## TEXT SECTION
* begin *
IOC finalized the contract—valued at $1.5 billion—on Feb. 15, the company said. This is the first term contract for US crude grades secured by any Indian state-run refining company.
IOC did not confirm a duration of the contract or the producers from which it has secured the term shipments.
With an overall group refining capacity of more than 1.6 million b/d, IOC controls 11 of India’s 23 refineries to account for a 35% share of total national refining capacity.
ADNOC Refining lets contract for Ruwais refinery
Abu Dhabi National Oil Co. (ADNOC) subsidiary ADNOC Refining (formerly Takreer) has let a contract to John Wood Group PLC to deliver preliminary front-end engineering and design (pre-FEED) for a refinery to be built in Ruwais, in the western region of Abu Dhabi (OGJ Online, May 14, 2018).
With a proposed nameplate capacity of 600,000 b/d, the new refinery will be designed to have full-conversion capability as well as the ability to be integrated with existing petrochemical infrastructure in Ruwais, Wood said.
As part of the contract—valued at $8 million—Wood will also provide services, including licensor selection, site master-plan development, scope of work for the FEED phase, as well as a schedule and cost estimate for the engineering, procurement, and construction phase.
Wood said it expects to complete the pre-FEED phase by yearend. Once completed, the new refining and petrochemicals complex will become the world’s largest.
The latest contract follows ADNOC’s May 2018 announcement that it would expand refining capacity at Ruwais, now a combined 817,000 b/d, with the addition of a 600,000-b/d refinery and to expand petrochemical capacity at the complex as part of its broader $45-billion program to become a global downstream leader under a new combined model of strategic partnerships and investments (OGJ Online, Jan. 28, 2019).
A cornerstone of the downstream investment plan is expansion of the company’s existing refining capacity by more than 65% to 1.5 million b/d by 2025, ADNOC said.
Aramco, Total form Saudi retail venture
Saudi Aramco and Total SA have signed an agreement to form a 50-50 joint venture that will invest $1 billion to develop a network of fuel and retail services in Saudi Arabia.
Total will be the first major international oil company to invest in the kingdom’s fuel retail network.
The companies also agreed to acquire Tas’helat Marketing Co. and Sahel Transport Co., owners of 270 service stations and a fuel tanker fleet.
* end *
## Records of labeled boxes
* begin *
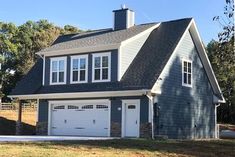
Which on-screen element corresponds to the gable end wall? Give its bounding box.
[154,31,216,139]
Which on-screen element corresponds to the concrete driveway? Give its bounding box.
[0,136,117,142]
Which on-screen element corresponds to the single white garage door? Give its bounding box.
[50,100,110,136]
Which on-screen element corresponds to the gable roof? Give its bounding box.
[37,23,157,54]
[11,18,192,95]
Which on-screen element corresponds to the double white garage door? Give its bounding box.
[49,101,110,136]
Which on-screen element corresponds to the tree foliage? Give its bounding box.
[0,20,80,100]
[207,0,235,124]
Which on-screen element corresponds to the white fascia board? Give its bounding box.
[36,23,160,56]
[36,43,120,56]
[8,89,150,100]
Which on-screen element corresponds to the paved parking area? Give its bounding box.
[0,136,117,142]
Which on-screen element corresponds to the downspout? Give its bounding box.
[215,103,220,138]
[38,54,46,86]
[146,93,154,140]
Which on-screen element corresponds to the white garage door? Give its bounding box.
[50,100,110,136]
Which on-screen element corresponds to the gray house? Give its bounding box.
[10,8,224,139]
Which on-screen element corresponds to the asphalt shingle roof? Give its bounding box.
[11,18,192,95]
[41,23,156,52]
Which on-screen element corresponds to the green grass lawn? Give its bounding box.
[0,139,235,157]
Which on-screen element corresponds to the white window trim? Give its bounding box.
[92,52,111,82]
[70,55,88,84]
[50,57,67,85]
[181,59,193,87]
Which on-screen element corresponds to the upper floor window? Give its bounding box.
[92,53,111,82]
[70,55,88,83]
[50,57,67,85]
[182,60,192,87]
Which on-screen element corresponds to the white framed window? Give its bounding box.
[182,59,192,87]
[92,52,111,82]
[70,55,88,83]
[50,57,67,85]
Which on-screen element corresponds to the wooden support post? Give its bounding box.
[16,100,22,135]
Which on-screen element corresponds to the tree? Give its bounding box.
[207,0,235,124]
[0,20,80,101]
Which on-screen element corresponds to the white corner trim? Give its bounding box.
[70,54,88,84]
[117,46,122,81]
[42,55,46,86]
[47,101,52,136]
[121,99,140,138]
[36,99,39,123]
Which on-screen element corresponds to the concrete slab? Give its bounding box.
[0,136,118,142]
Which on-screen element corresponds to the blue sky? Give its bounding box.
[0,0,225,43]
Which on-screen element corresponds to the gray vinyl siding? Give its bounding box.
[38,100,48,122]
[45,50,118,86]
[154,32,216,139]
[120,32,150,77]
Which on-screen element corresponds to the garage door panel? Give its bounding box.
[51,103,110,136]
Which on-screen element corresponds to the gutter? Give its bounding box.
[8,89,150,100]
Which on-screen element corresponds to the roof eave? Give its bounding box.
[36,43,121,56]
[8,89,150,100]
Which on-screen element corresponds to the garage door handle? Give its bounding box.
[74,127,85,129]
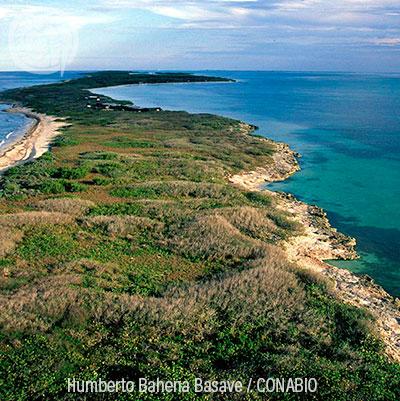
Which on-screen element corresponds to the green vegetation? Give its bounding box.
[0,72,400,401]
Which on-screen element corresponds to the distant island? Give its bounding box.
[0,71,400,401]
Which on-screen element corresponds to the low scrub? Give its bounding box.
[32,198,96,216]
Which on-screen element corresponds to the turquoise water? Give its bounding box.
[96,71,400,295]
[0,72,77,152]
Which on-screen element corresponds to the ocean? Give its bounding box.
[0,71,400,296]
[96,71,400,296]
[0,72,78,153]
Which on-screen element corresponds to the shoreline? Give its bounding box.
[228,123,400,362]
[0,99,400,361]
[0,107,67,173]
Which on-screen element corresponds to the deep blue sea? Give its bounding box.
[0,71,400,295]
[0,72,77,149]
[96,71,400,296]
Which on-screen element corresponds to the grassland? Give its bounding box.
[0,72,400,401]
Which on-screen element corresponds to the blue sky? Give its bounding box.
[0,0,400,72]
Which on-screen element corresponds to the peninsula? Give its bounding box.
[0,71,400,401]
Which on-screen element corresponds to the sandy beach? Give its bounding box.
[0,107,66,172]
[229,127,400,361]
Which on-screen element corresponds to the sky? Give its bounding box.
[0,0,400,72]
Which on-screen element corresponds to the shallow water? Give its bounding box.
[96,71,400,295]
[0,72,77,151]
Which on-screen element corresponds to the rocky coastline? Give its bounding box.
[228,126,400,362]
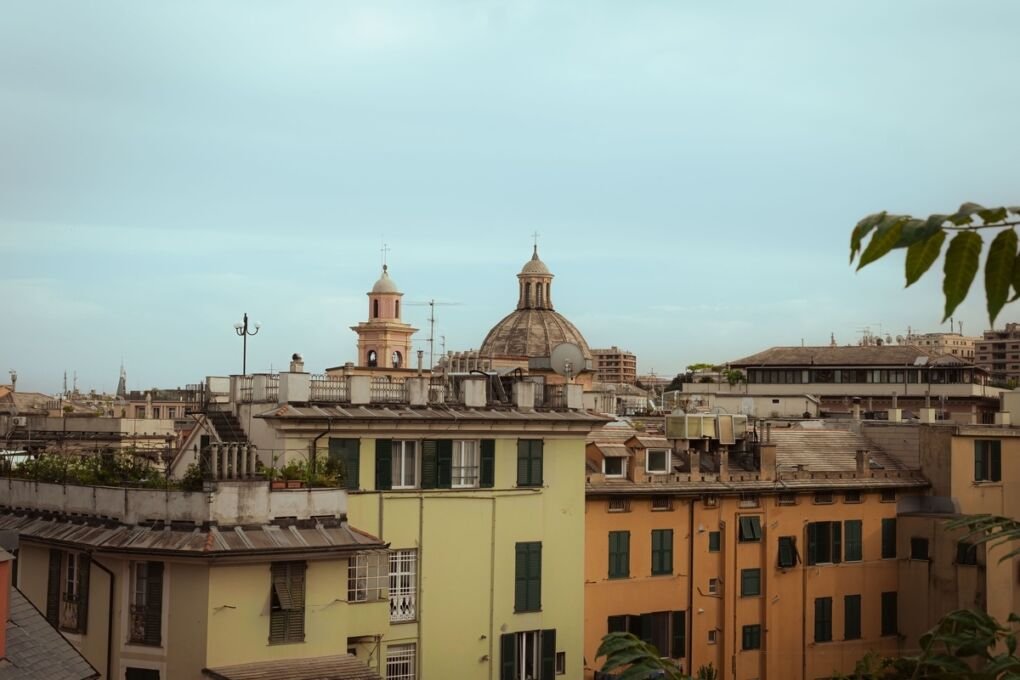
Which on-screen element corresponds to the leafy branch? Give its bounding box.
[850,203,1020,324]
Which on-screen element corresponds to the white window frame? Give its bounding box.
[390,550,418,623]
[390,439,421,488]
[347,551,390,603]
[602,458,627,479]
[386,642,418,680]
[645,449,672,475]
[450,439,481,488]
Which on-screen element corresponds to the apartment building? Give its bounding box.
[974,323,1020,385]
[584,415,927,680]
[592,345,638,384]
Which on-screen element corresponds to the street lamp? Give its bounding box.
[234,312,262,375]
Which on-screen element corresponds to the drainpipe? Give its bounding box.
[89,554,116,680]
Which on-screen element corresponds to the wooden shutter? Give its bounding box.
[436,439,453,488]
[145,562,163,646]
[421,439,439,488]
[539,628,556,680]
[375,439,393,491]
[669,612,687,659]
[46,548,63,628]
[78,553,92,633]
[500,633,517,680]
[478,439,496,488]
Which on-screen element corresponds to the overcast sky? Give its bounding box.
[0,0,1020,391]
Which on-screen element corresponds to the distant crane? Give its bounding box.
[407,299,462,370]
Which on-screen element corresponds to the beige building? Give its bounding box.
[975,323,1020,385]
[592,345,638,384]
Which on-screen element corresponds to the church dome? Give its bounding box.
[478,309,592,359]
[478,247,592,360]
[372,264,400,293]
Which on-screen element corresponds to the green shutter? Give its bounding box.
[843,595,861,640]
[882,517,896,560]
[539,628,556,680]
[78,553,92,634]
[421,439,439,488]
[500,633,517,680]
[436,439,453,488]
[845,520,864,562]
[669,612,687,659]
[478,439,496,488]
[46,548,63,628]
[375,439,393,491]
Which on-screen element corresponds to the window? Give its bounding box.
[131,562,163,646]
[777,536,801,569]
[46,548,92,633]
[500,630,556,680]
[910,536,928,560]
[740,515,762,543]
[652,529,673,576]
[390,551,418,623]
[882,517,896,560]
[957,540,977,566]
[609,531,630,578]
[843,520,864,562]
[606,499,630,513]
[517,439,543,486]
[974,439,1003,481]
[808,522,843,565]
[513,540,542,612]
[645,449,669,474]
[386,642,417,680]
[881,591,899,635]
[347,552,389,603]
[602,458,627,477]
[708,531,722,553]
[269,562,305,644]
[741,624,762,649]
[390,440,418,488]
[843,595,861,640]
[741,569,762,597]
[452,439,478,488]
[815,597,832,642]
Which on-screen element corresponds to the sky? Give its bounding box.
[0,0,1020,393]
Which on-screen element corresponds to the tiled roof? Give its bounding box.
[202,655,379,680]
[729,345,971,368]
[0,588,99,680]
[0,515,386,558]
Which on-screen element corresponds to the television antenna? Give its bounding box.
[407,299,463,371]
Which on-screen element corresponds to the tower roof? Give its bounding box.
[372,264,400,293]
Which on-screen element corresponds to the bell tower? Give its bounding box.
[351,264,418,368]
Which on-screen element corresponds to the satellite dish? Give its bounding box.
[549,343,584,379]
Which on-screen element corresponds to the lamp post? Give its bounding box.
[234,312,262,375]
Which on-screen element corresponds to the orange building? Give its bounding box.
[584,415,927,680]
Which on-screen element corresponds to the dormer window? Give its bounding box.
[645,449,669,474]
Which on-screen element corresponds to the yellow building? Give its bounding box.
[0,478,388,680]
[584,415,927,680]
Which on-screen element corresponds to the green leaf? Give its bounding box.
* end *
## THE TASKS
(a) Reproduce, unchanged, the entries from the line containing "Which on-screen element corresponds to the white window trim?" through the line containing "[16,100,22,135]", including both of those lines.
(b) Carry the oil industry news text forward from where it stops.

## ANSWERS IN ORDER
(a)
Which on-screen element corresponds to the white window trim? Give its bounding box.
[92,52,111,82]
[70,55,88,84]
[50,57,67,85]
[181,59,193,87]
Which on-screen element corresponds to the upper floor window? Give its bounding box.
[92,53,111,82]
[70,55,88,83]
[50,57,67,85]
[182,60,192,87]
Which on-screen element corresponds to the white framed window? Give its bounding box.
[182,59,192,87]
[92,52,111,82]
[70,55,88,83]
[50,57,67,85]
Which on-screen element corresponds to the wooden support post? Give its bounding box.
[16,100,22,135]

(b)
TRANSPORTATIONQuick Takes
NEB recommends approval of Trans-Mountain pipeline
Canada’s National Energy Board recommended the approval of the Trans-Mountain Pipeline expansion project as it delivered its reconsideration report with 156 conditions and 16 new recommendations to the federal government on Feb. 22. NEB’s recommended approval came despite the board’s conclusion that project-related marine shipping would likely cause adverse environmental effects on the southern resident killer whale and on indigenous cultural uses associated with the animal. It also found that greenhouse gas emissions from project-related marine vessels would be substantial.
NEB carried out the reconsideration and met a 155-day deadline after a federal appeals court cancelled the crude oil and products pipeline project’s 2016 authorization last year (OGJ Online, Aug. 31, 2018). The proposed $7.4-billion (Can.) crude oil and products pipeline would be near one that was built in 1953 and increase capacity to 890,000 b/d from 300,000 b/d.
While a credible worst-case spill from the project or a related marine vessel is not likely, environmental effects would be weighty if one occurred, the report said. “While these effects weighed heavily in the NEB’s consideration of project-related marine shipping, the NEB recommends that the government of Canada find that they can be justified in the circumstances, in light of the considerable benefits of the project and measures to minimize the effects,” it said.
These benefits include increased access to diverse markets for Canadian oil; jobs created across Canada; the development of capacity of local and indigenous individuals, communities, and businesses; direct spending on pipeline materials in Canada; and considerable revenues to various levels of government.
ADNOC completes pipeline system investment deal
Abu Dhabi National Oil Co. (ADNOC) entered into a landmark multibillion-dollar midstream pipeline infrastructure partnership with institutional investors KKR and BlackRock. Newly formed ADNOC Oil Pipelines will lease ADNOC’s interest in 18 pipelines transporting stabilized crude oil and condensate across ADNOC’s offshore and onshore upstream concessions for a 23-year period. The entity will, in turn, receive a tariff payable by ADNOC, for its share of volume of crude and condensate that flows through the pipelines, backed by minimum volume commitments.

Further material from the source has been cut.